Omit the pictures, then reproduce exactly the line bearing "Query: man's neck" and every line after it up to and including the last line of the entries below.
===== Exercise materials =====
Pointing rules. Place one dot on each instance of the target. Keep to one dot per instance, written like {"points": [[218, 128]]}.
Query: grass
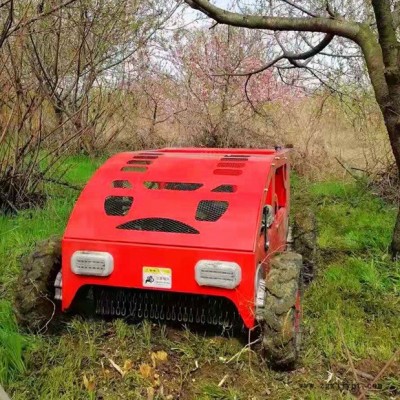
{"points": [[352, 307]]}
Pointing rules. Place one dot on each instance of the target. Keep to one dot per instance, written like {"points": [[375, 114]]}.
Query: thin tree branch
{"points": [[300, 8], [348, 29]]}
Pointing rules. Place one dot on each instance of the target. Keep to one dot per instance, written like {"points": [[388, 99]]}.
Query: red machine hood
{"points": [[244, 172]]}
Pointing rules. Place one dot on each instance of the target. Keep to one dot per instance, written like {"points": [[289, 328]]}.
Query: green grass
{"points": [[12, 344], [351, 307]]}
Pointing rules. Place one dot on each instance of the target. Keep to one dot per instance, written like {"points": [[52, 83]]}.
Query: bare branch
{"points": [[343, 28], [300, 8]]}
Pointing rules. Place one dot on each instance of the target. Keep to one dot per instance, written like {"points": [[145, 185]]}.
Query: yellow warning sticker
{"points": [[157, 277]]}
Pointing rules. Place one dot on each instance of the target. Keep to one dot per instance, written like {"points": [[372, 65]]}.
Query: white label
{"points": [[157, 277]]}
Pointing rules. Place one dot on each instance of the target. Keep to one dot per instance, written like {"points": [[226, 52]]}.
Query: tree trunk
{"points": [[391, 114]]}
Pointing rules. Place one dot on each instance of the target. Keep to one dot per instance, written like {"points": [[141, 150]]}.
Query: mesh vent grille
{"points": [[234, 157], [231, 165], [221, 171], [225, 188], [134, 169], [211, 210], [158, 225], [122, 184], [146, 157], [172, 185], [140, 162], [117, 205]]}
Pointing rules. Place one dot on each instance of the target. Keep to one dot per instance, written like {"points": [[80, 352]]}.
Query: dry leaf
{"points": [[145, 370], [158, 357], [127, 366], [150, 393], [89, 383], [116, 367]]}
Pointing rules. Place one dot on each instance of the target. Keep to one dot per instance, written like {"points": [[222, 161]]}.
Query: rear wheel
{"points": [[281, 316], [34, 294]]}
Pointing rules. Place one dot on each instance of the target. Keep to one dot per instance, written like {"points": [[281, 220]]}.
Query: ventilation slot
{"points": [[122, 184], [158, 225], [211, 210], [134, 169], [172, 185], [235, 158], [225, 189], [227, 171], [140, 162], [149, 153], [146, 157], [117, 205], [230, 165]]}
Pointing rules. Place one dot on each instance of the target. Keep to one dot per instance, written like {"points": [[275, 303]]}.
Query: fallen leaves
{"points": [[145, 370], [158, 357], [89, 383], [125, 369]]}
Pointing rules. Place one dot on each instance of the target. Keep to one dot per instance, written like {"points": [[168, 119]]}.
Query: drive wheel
{"points": [[281, 319], [34, 294]]}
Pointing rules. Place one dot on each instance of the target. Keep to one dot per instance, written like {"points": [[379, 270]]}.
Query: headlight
{"points": [[223, 274], [96, 263]]}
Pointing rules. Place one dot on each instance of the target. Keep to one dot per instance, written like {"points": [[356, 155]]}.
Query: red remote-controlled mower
{"points": [[189, 235]]}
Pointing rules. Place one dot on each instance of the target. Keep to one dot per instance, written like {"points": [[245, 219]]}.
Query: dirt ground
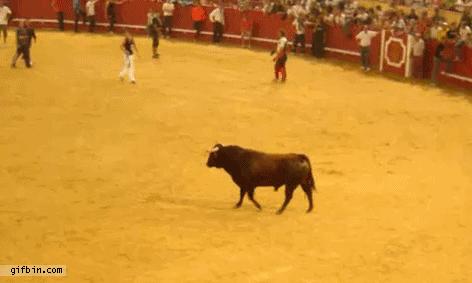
{"points": [[109, 178]]}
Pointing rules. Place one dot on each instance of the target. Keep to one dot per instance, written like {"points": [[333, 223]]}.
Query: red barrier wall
{"points": [[265, 28]]}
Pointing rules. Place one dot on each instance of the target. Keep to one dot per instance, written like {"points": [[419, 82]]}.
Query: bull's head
{"points": [[214, 158]]}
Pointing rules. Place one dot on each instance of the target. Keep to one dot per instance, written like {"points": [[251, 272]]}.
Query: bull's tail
{"points": [[310, 180]]}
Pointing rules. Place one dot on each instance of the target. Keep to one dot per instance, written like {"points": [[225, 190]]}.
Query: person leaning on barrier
{"points": [[365, 39], [246, 30], [22, 45], [437, 60], [217, 17], [319, 38], [90, 9], [198, 17], [78, 12], [58, 7], [417, 56], [168, 11], [464, 32], [5, 14], [110, 13]]}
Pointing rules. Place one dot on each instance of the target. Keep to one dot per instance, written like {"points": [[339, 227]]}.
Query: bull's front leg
{"points": [[242, 193], [250, 192], [288, 196]]}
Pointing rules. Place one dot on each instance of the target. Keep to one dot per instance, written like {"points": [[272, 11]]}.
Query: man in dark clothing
{"points": [[111, 13], [31, 35], [58, 7], [78, 12], [319, 38], [153, 29], [438, 58], [22, 45]]}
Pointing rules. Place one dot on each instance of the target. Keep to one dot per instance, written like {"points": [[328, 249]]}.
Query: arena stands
{"points": [[397, 22]]}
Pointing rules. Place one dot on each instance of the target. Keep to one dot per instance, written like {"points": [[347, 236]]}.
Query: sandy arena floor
{"points": [[110, 179]]}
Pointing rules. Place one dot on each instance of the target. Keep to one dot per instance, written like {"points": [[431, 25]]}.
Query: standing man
{"points": [[417, 54], [22, 48], [217, 17], [78, 12], [90, 10], [198, 17], [246, 31], [153, 25], [110, 12], [464, 32], [299, 40], [5, 14], [31, 35], [365, 39], [437, 59], [128, 47], [58, 7], [168, 10], [280, 57], [319, 38]]}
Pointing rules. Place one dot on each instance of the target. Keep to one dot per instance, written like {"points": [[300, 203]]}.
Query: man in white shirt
{"points": [[464, 32], [5, 14], [168, 12], [299, 25], [217, 17], [90, 12], [417, 54], [280, 57], [365, 39]]}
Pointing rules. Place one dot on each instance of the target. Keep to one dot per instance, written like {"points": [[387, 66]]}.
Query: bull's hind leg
{"points": [[250, 193], [307, 188], [288, 196], [242, 193]]}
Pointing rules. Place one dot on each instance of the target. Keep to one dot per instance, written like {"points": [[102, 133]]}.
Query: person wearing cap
{"points": [[417, 54], [168, 10], [365, 39], [217, 17], [437, 59]]}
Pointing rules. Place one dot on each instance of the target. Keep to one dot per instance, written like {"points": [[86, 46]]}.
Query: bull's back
{"points": [[276, 169]]}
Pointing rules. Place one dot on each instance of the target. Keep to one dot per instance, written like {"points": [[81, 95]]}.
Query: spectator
{"points": [[58, 7], [31, 35], [153, 29], [5, 14], [22, 45], [365, 39], [168, 10], [110, 13], [246, 31], [198, 17], [217, 17], [437, 18], [437, 59], [349, 10], [78, 12], [319, 38], [90, 11], [299, 40], [412, 15], [129, 48], [152, 16], [417, 54], [464, 33]]}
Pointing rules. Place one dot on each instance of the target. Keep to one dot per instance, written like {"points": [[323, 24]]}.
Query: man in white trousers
{"points": [[129, 48]]}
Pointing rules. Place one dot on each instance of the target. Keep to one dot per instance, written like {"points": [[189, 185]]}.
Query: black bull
{"points": [[250, 169]]}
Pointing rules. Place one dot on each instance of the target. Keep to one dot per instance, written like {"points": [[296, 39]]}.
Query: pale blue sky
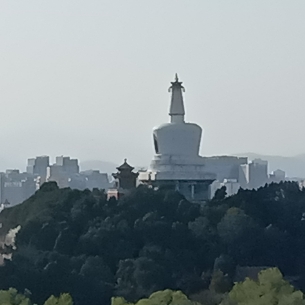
{"points": [[89, 78]]}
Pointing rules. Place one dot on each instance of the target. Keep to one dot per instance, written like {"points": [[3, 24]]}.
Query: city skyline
{"points": [[75, 81]]}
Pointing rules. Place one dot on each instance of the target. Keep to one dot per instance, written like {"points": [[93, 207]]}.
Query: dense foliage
{"points": [[78, 242], [12, 297]]}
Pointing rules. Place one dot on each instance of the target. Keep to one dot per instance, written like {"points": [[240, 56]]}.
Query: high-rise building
{"points": [[38, 166], [258, 173]]}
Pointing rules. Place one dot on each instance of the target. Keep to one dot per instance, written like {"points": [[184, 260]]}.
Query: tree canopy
{"points": [[93, 248]]}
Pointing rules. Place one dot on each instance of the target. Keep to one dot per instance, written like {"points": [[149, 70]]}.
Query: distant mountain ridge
{"points": [[293, 166]]}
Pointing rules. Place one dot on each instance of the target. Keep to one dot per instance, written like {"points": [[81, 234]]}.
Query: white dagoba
{"points": [[177, 143]]}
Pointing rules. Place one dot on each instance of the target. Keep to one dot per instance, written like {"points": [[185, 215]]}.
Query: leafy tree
{"points": [[166, 297], [270, 289], [12, 297], [63, 299]]}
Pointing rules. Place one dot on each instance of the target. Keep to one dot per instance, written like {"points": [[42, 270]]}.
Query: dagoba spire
{"points": [[176, 110]]}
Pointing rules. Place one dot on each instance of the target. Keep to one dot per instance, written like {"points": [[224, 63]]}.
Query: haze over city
{"points": [[89, 78]]}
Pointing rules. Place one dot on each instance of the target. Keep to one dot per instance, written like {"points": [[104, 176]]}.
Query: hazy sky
{"points": [[89, 78]]}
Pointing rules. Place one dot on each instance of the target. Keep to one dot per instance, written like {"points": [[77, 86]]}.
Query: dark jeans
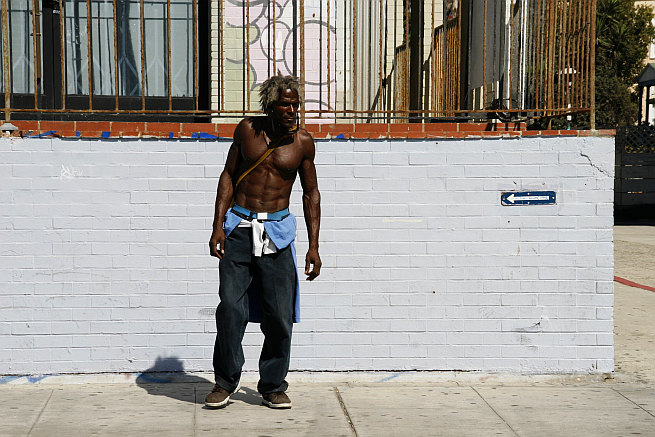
{"points": [[276, 276]]}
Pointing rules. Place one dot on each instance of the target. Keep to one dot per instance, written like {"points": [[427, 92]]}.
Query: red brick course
{"points": [[95, 129]]}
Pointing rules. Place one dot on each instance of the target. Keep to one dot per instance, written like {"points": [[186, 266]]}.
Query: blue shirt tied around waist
{"points": [[283, 234]]}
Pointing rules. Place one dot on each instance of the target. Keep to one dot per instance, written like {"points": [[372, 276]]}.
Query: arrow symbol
{"points": [[512, 198]]}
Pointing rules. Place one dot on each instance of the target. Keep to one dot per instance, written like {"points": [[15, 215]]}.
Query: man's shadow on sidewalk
{"points": [[168, 378]]}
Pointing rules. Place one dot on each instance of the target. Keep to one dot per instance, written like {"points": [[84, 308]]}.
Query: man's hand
{"points": [[217, 243], [312, 258]]}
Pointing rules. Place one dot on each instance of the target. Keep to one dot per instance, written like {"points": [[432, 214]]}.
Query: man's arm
{"points": [[224, 194], [311, 203]]}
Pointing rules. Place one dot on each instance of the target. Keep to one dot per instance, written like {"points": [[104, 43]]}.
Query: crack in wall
{"points": [[605, 172]]}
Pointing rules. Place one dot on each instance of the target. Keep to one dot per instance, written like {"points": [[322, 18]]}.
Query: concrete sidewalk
{"points": [[373, 404], [405, 405]]}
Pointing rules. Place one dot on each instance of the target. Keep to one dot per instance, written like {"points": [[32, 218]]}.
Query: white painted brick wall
{"points": [[104, 265]]}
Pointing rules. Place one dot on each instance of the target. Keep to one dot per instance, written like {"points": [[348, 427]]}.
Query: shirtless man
{"points": [[254, 241]]}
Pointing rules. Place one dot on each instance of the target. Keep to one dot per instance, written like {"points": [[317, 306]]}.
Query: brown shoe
{"points": [[219, 397], [277, 400]]}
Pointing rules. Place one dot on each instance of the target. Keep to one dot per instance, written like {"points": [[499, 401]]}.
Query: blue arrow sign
{"points": [[515, 198]]}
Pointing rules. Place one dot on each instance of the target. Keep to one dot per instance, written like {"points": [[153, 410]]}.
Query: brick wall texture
{"points": [[104, 264]]}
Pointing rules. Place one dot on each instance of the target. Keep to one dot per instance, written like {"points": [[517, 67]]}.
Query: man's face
{"points": [[285, 110]]}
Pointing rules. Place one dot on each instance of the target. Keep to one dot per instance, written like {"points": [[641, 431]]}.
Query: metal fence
{"points": [[368, 60]]}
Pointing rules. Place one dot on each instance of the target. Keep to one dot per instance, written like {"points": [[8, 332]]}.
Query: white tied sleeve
{"points": [[261, 242]]}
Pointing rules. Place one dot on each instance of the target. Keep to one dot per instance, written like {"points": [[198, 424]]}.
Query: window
{"points": [[108, 56]]}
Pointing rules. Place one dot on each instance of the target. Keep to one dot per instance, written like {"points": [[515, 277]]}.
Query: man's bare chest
{"points": [[285, 158]]}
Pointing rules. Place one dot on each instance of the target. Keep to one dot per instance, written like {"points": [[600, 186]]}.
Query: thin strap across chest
{"points": [[271, 149]]}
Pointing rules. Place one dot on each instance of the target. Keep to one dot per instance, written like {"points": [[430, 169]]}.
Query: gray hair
{"points": [[270, 91]]}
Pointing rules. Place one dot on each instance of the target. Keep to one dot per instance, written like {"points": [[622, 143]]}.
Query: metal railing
{"points": [[374, 61]]}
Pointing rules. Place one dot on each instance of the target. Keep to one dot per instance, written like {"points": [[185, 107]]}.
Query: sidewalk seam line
{"points": [[345, 411], [494, 410], [630, 400], [40, 413]]}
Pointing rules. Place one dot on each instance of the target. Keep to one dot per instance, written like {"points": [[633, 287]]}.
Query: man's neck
{"points": [[279, 131]]}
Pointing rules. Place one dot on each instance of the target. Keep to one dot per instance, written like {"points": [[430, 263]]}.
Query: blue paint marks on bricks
{"points": [[203, 136], [44, 134]]}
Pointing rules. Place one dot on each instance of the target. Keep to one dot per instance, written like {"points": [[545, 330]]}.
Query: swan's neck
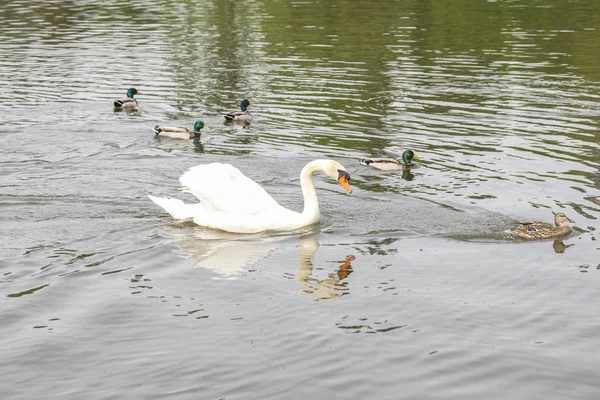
{"points": [[311, 202]]}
=====
Solution for this problem.
Query: man's neck
{"points": [[279, 131]]}
Pointing rules. Place one dot on each instance of the target. Keep to one dot per instance, written like {"points": [[430, 263]]}.
Query: blue paint marks on bricks
{"points": [[203, 136], [44, 134]]}
Pointing rules. Place one dot on each instance of the target. Keep to one dot per instance, written like {"points": [[545, 330]]}.
Query: swan's neck
{"points": [[311, 202]]}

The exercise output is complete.